● 抜粋文
>>>>>

ヨガの後にカフェイン入りコーヒーを飲むと身体に負担がかかることもありますが、抹茶は持続的な集中力をもたらす“ゆるやかな覚醒感”があるため、心身を整える飲み物として親和性が高いのです。ヨガや瞑想と組み合わせることで、抹茶は単なる飲料を超えた「ウェルネス体験」の一部として位置づけられています。
日本食レストラン・カフェの増加
デリー、ムンバイ、バンガロールといった都市部では、日本食レストランやカフェが急増中です。寿司やラーメンといった料理に加え、抹茶ラテや抹茶チーズケーキなどのデザートが必ずと言ってよいほどメニューに並ぶようになりました。
抹茶は「日本文化を体験できる象徴的なアイテム」として、富裕層や外国文化に敏感な層に浸透しています。さらに、鮮やかなグリーンのドリンクやスイーツはSNS映えしやすく、InstagramやTikTokで拡散されることで一気にトレンド化。これが若年層の間での抹茶人気を加速させています。
実際に、デリーで人気の「Got Tea」や「Rush Café」では、抹茶フルーツラテや抹茶クロワッサンといったオリジナルメニューが登場し、行列ができるほどの人気を博しています。抹茶はもはや一部の日本食愛好家だけのものではなく、インドのカフェ文化を彩る新しいスタンダードになりつつあるのです。
インド抹茶市場の現状

インドにおける抹茶市場は、まだ黎明期にあります。市場規模や輸入量は小さいながらも、確実に成長を遂げている分野です。インド国内では既に緑茶市場が成熟しており、その中で抹茶は「新しい高付加価値カテゴリー」として注目を集めています。特に富裕層や都市部の若者を中心に、徐々に抹茶消費が広がっている点が特徴です。
抹茶の輸入動向(日本・中国からの輸出)
現在、インドで流通している抹茶の多くは輸入品です。主な供給元は日本と中国であり、日本産抹茶は品質面で「プレミアム抹茶」として位置づけられ、富裕層や本物志向の消費者に人気があります。一方、中国産抹茶は価格競争力に優れており、カフェチェーンや一般消費者層向けに普及しています。
例えば、San-Cha TeaやHamada Global Tradingは日本産の宇治抹茶を扱い、オンラインストアや高級ショッピングモールで販売しています。また、Amazon.inなどのECサイトでは、「Matcha Powder」「Organic Japanese Matcha」といった検索キーワードで商品数が増加し、オンライン市場での存在感も高まっています。
このように輸入形態の二極化が進み、「プレミアム vs マス市場」という二重構造がインド抹茶市場を特徴づけています。
都市部を中心とした消費シーン(デリー・ムンバイ・バンガロール)
インドにおける抹茶消費は、デリー、ムンバイ、バンガロールといった大都市圏に集中しています。これらの都市ではカフェ文化が発展しており、抹茶はトレンド感のある新しいメニューとして受け入れられています。

<<<<<

● 保存データ

>>>>>

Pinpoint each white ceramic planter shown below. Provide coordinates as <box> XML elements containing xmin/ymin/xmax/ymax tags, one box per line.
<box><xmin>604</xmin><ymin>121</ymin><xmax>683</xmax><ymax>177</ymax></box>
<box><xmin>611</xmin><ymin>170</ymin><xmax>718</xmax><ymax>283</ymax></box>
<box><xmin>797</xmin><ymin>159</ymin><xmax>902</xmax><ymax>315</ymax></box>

<<<<<

● 課題
インドの抹茶市場を扱った抜粋文に基づいて、次の問いに答えてください。
1. デリーで抹茶フルーツラテや抹茶クロワッサンを出している店として挙げられているのはどこか。
2. インドの成熟した緑茶市場の中で、抹茶は何として注目を集めているか。
3. San-Cha TeaやHamada Global Tradingが扱っている抹茶は何か。

● 演習結果
1. 「Got Tea」と「Rush Café」
2. 「新しい高付加価値カテゴリー」
3. 日本産の宇治抹茶